#### GIVEN TASK:
For each statement, say yes or no to whether it agrees with the text on liquid film flow in a corrugated plate dryer, and quote the words of the text that decide it. 1. The liquid film thickness was measured with plane laser induced fluorescence. 2. The results show no deviation from the Karapantsios estimation. 3. With Reynolds numbers from 600 to 3000 and a surface roughness of 0.03, the gravity-caused fluctuation of the power spectrum of the film thickness can be ignored.

Analysis of the Flow Characteristics of the Liquid Film on the Wall Surface of the Corrugated Plate Dryer Based on PSD Method: A Short Communication

Wang, Bo; Chen, Bowen; Ke, Bingzheng; Wang, Gongqing; Li, Ru; Wen, Jiming; Lu, Chuan; Tian, Ruifeng

doi:10.3389/fenrg.2020.00215

ORIGINAL RESEARCH article

Front. Energy Res., 07 September 2020
Sec. Nuclear Energy
Volume 8 - 2020 | https://doi.org/10.3389/fenrg.2020.00215

Analysis of the Flow Characteristics of the Liquid Film on the Wall Surface of the Corrugated Plate Dryer Based on PSD Method: A Short Communication

Bo Wang^1*

Bowen Chen¹

Bingzheng Ke¹

Gongqing Wang¹

Ru Li¹

Jiming Wen¹

Chuan Lu²

Ruifeng Tian^1*

¹Fundamental Science on Nuclear Safety and Simulation Technology Laboratory, Harbin Engineering University, Harbin, China
²Science and Technology on Reactor System Design Technology Laboratory, Nuclear Power Institute of China, Chengdu, China

Corrugated plate dryer is an important steam-water separation equipment in steam generator of secondary loop of nuclear power plant. Its steam-water separation efficiency has a certain influence on economic index of nuclear power plants. It is meaningful to understand flow characteristics of liquid film on corrugated plate wall. Besides, the fluctuation of the liquid film may cause the occurrence of liquid film rupture, thus the research on the fluctuation of the liquid film on the wall of the corrugated plate is very important. This paper uses Plane laser induced fluorescence (PLIF) method to measure liquid film thickness. Curve of film thickness with time is obtained. Calculation formula of average value of liquid film thickness is given. Based on power spectral density (PSD) method, non-linear characteristics of liquid film thickness are studied. Results show that the relationship between film thickness and Reynolds number conforms to Nusselt theory. Nevertheless, the results show deviation from Nusselt as well as Karapantsios estimation. When Reynolds number is in the range of 600 to 3000 and surface roughness is 0.03, the fluctuation of the power spectrum of the liquid film thickness caused by gravity can be ignored, which provides a reference for study on steam-water separation.

#### SUPPLIED RECORDS:

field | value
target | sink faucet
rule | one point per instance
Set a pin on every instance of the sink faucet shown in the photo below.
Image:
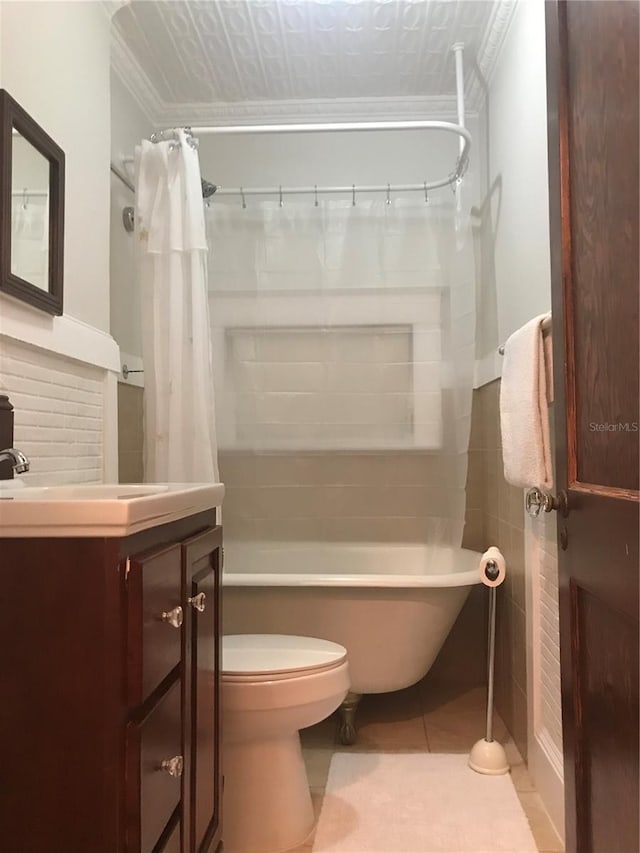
(18, 460)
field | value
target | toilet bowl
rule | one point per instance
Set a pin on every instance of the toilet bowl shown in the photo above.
(273, 686)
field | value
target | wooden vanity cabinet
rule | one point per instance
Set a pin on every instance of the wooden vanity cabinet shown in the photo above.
(109, 708)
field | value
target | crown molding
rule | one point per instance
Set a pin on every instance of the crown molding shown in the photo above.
(134, 78)
(312, 110)
(490, 50)
(162, 114)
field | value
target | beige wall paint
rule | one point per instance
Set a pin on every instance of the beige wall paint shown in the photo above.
(495, 516)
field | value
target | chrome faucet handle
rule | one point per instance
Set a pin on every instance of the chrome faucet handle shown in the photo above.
(19, 461)
(536, 500)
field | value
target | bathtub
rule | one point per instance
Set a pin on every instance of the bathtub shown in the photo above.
(391, 605)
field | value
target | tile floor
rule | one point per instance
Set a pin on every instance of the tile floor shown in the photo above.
(426, 717)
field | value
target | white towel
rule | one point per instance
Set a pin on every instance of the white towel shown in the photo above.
(524, 415)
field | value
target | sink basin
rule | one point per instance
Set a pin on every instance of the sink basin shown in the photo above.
(102, 509)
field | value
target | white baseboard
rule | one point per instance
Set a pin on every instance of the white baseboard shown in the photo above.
(545, 768)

#### COMPLETE ANSWER:
1. Yes: "This paper uses Plane laser induced fluorescence (PLIF) method to measure liquid film thickness."
2. No: "Nevertheless, the results show deviation from Nusselt as well as Karapantsios estimation."
3. Yes: "When Reynolds number is in the range of 600 to 3000 and surface roughness is 0.03, the fluctuation of the power spectrum of the liquid film thickness caused by gravity can be ignored"